◆ Source excerpt ◆
□ □ □

Academic research, Sept. 2023 – May 2024
Developed as an ongoing joint project between Lamont-Doherty Earth Observatory and the Columbia Computer Graphics and User Interfaces Lab to develop a tool to help glaciologists visualize and study ice layers in virtual reality. The project is called VISER (Visualizing Ice Sheets in Extended Reality).
My contribution to VISER was the implementation of radar horizon tracing, a critical element of the program which allows the user to select ice layers and see them traced in real time in the application. I used a combination of computer vision and computer graphics techniques to automatically trace a line delineating two ice layers from a single seed point provided by the user. Before I implemented this feature, automated 3D ice layer picking did not exist, and glaciologists had to manually pick layers in 2D only with programs such as MATLAB.

□ □ □

◆ Jobs ◆
(a) From the VISER project description, list each word that a letter of the name VISER stands for.
(b) According to the VISER project description, which program did glaciologists use to pick ice layers manually in 2D?
(c) Go on with the VISER project description from the point where it ends.

□ □ □

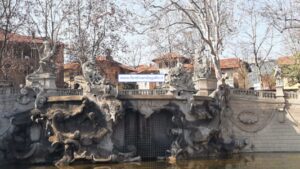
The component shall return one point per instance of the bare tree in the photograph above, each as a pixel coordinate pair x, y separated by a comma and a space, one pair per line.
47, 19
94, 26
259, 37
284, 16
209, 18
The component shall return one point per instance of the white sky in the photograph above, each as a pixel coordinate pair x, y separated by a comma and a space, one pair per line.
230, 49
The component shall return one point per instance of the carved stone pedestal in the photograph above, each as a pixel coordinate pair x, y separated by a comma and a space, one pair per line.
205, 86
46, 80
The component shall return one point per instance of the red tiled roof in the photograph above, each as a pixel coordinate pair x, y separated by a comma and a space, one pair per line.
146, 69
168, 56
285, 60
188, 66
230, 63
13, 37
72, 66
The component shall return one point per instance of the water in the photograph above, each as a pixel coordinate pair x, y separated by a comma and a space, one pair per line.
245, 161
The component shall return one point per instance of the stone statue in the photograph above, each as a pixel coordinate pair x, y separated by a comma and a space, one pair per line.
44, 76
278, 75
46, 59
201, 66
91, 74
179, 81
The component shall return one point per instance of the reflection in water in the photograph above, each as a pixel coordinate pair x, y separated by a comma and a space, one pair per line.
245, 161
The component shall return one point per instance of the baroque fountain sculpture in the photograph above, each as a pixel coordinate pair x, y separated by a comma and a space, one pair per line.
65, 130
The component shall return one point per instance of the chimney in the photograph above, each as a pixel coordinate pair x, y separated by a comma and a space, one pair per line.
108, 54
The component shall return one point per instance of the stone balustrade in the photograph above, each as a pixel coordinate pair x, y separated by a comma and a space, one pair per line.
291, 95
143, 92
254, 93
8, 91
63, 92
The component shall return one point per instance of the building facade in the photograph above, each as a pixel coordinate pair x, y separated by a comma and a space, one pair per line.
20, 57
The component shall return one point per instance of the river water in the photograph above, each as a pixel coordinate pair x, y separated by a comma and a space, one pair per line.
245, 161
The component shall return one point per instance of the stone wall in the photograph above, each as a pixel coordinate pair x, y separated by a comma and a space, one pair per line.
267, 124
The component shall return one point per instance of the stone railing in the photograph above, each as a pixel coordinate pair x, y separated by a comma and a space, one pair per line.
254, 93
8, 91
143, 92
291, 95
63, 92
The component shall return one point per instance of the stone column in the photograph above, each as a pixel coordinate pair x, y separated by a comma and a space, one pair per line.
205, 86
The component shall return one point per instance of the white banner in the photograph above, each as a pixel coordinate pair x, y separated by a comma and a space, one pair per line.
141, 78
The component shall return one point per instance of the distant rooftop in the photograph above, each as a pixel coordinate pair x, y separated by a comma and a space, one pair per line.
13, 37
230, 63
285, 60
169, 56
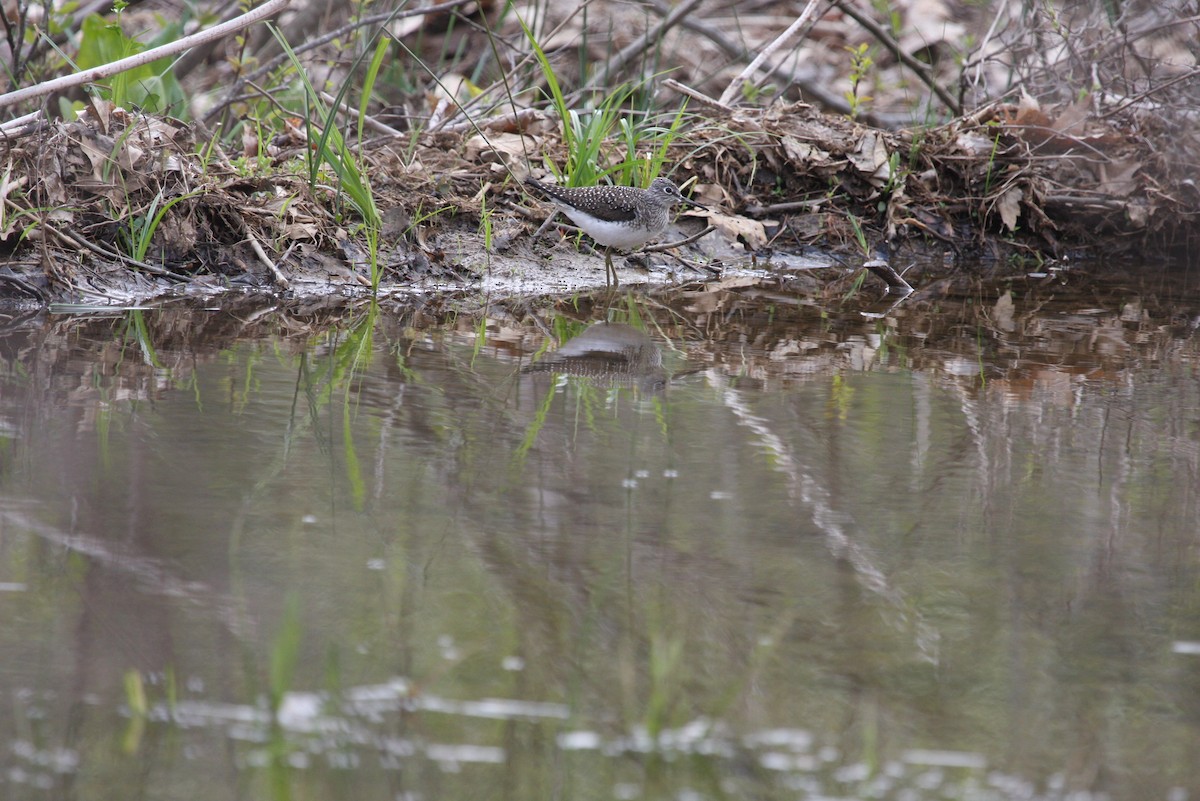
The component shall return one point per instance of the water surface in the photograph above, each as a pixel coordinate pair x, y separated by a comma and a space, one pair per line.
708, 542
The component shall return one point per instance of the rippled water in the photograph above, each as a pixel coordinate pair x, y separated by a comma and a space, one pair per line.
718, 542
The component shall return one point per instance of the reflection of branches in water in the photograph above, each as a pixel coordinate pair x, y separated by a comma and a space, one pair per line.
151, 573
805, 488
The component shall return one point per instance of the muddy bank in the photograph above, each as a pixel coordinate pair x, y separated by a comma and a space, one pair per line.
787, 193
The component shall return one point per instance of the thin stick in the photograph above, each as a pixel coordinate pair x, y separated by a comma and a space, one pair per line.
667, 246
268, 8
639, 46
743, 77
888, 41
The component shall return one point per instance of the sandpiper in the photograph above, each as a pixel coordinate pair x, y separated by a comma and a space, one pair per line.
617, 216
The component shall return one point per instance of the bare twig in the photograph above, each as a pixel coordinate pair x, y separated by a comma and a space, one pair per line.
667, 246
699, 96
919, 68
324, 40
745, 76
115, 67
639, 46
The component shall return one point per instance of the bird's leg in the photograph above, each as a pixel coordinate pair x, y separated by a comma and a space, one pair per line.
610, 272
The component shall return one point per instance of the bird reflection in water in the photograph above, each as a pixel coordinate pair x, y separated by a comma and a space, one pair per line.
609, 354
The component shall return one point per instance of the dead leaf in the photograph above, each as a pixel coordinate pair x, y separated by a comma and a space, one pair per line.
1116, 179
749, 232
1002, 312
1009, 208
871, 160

□ □ □

◆ Answers below ◆
(a) Visualizing, Ice, Sheets, Extended, Reality

(b) MATLAB

(c)
I also rewrote the entire file importing pipeline to allow dynamic loading of assets at runtime. Before my modifications, the application would not compile and run as a stand-alone app due to the usage of Filmbox files (.fbx) to store the radargram meshes and textures. These radargram files are extremely large and detailed, and this level of detail is necessary to do scientific work. Due to the limitations of compute power of VR headsets (especially the Meta Quest 2 and 3 that we were using), loading all these giant files at initialization proved more than the devices could handle, meaning that they needed to be loaded on demand, in small batches. However, Unity does not support runtime loading of FBX files, which meant that our application could not run standalone without a computer running Unity and a data cord. This made distribution and testing of the application extremely difficult if not impossible.
My contribution and solution to this problem was to change to using GLTF files instead of FBX. I rewrote the entire import pipeline in C# to handle the extraction of meshes and textures at runtime,
Made in Unity with custom C# scripts.
Works with Meta Quest 2 and Meta Quest 3 headsets.
Read more about VISER here.
See the Github repo here.
Watch demo on YouTube here.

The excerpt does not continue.